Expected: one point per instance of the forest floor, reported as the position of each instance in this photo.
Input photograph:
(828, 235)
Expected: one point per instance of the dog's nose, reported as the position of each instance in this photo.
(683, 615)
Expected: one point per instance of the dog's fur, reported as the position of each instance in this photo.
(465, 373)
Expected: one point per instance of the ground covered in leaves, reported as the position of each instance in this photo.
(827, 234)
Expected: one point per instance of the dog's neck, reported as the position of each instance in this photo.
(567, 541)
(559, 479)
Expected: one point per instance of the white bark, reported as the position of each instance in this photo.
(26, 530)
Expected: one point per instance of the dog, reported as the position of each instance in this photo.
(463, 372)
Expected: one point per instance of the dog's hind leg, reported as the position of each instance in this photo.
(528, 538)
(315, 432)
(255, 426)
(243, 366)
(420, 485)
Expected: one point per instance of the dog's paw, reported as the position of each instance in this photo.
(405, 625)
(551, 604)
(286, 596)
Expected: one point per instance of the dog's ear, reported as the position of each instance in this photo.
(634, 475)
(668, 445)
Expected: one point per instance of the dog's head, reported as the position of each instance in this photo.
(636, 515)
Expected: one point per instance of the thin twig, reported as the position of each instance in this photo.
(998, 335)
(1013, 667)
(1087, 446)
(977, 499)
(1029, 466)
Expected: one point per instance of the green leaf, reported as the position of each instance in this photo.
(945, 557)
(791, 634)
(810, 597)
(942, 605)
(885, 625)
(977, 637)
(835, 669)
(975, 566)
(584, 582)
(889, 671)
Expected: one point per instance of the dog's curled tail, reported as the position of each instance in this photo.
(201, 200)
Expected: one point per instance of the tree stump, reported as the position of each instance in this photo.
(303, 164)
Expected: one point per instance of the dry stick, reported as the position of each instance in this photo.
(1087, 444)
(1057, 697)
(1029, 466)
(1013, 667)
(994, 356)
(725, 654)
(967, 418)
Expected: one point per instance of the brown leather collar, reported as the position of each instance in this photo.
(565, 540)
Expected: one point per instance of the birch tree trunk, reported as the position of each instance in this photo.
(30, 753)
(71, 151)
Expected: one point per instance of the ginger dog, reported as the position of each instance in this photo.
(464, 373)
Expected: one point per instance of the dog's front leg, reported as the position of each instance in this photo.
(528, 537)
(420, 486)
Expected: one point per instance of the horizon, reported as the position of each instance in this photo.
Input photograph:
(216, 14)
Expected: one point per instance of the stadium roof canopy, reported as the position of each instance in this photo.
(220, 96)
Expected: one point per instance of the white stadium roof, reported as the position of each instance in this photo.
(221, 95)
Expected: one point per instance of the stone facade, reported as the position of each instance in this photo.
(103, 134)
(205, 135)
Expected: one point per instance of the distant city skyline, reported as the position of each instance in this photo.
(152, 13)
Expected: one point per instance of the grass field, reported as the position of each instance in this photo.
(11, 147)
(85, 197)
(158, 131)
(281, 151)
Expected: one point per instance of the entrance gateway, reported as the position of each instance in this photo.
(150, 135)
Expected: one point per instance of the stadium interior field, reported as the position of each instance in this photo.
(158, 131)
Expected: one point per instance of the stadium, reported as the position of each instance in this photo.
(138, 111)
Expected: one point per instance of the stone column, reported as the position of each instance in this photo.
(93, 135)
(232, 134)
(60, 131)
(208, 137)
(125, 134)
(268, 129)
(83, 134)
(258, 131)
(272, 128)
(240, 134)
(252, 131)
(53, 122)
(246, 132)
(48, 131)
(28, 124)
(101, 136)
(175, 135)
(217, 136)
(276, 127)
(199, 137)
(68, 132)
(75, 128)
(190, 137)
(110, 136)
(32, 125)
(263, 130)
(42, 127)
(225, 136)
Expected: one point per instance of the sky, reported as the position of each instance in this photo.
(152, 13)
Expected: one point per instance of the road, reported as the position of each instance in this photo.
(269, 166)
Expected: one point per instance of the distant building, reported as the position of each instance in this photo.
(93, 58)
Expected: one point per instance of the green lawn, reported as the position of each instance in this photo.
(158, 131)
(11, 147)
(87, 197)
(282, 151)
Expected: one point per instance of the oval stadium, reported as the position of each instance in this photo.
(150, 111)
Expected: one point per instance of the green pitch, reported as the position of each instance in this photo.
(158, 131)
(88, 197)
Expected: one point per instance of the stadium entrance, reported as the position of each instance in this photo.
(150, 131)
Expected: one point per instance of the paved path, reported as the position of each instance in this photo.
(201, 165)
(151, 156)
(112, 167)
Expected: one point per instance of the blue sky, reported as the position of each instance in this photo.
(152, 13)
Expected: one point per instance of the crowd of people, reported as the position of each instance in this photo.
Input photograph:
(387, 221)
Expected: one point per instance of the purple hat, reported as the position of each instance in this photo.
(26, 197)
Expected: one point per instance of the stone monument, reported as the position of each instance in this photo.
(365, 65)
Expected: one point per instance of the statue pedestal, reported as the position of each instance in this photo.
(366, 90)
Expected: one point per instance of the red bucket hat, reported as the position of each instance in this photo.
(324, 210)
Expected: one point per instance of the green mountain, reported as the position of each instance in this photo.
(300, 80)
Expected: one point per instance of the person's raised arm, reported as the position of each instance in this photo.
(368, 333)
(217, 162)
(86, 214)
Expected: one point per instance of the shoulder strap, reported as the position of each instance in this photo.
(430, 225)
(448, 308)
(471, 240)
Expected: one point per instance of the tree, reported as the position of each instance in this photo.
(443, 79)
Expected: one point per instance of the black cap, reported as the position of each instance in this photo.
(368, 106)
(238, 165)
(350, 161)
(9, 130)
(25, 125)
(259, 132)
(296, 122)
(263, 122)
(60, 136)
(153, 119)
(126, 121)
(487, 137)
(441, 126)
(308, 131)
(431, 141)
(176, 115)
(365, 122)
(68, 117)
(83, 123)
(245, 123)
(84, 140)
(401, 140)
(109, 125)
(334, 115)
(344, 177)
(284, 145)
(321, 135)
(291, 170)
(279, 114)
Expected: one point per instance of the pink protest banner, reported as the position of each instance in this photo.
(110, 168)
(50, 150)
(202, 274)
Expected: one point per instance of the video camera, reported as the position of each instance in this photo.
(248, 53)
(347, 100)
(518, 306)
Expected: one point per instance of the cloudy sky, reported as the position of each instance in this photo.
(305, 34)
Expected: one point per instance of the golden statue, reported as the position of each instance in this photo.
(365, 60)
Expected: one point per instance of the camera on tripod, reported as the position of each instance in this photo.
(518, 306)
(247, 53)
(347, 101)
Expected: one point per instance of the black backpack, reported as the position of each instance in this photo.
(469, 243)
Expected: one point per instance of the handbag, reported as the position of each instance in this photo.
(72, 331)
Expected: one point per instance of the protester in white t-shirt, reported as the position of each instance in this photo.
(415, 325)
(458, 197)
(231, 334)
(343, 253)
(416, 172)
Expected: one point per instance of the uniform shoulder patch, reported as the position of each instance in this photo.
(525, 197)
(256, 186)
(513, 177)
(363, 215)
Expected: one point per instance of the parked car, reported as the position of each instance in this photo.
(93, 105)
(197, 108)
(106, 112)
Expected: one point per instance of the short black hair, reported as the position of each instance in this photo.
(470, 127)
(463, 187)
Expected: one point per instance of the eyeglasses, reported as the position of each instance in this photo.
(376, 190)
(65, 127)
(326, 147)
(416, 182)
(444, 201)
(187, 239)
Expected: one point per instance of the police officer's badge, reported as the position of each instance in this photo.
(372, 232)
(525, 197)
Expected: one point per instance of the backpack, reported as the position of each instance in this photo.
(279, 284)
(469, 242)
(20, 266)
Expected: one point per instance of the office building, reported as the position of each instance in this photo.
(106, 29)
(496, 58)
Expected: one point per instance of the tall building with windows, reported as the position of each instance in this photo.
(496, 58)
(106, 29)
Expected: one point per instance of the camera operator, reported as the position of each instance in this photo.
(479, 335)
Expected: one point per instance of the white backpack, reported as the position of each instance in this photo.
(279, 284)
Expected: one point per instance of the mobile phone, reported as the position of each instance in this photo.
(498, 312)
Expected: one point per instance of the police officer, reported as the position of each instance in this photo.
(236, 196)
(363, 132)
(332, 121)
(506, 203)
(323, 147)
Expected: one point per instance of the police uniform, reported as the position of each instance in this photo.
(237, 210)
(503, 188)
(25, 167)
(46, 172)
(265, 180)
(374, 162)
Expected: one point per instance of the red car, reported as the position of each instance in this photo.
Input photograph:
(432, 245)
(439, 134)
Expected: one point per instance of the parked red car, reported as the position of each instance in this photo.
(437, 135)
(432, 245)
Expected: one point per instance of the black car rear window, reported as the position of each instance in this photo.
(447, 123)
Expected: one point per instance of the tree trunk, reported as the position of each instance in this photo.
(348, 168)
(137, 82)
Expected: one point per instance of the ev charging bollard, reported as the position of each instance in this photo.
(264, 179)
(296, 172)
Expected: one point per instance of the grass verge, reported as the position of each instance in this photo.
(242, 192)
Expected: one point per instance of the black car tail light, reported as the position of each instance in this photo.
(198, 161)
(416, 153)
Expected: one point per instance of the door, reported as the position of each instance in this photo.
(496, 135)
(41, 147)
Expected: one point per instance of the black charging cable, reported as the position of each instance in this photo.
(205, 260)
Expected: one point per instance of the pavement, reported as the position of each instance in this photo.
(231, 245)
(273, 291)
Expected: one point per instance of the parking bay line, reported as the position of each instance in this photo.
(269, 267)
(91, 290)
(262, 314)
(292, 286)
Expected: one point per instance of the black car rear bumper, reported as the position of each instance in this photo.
=====
Instructions to follow -
Every line from the one containing "rear window, reported" through the end of the data must be repeated exactly, and no other line.

Answer to the task -
Expected: one point per instance of the black car rear window, reported as the position of each instance in this photo.
(447, 123)
Expected: one point per instance of the tree trunk, reported as the position of each instance in this photo.
(348, 168)
(137, 82)
Expected: one point per instance of the ev charging bollard, reported as the position of each instance in this photo.
(264, 179)
(296, 172)
Expected: one point per instance of the grass verge, reported as the position of each instance in this photo.
(242, 192)
Expected: one point per instance of the black car tail light, reported as the position of each instance in this photo.
(198, 161)
(416, 153)
Expected: one point per instance of the door, reported as the position of each instance in this photo.
(496, 135)
(41, 147)
Expected: one point per instance of the black charging cable, reported as the position of each instance in this photo.
(205, 260)
Expected: one point per instance of the pavement, reported as the position of each instance in this photo.
(231, 245)
(273, 291)
Expected: one point per instance of the parking bay line, reported as the position of each instance in this photo.
(269, 267)
(91, 290)
(262, 314)
(292, 286)
Expected: one point per instance of the black car rear bumper, reported as the position of each instance in this photo.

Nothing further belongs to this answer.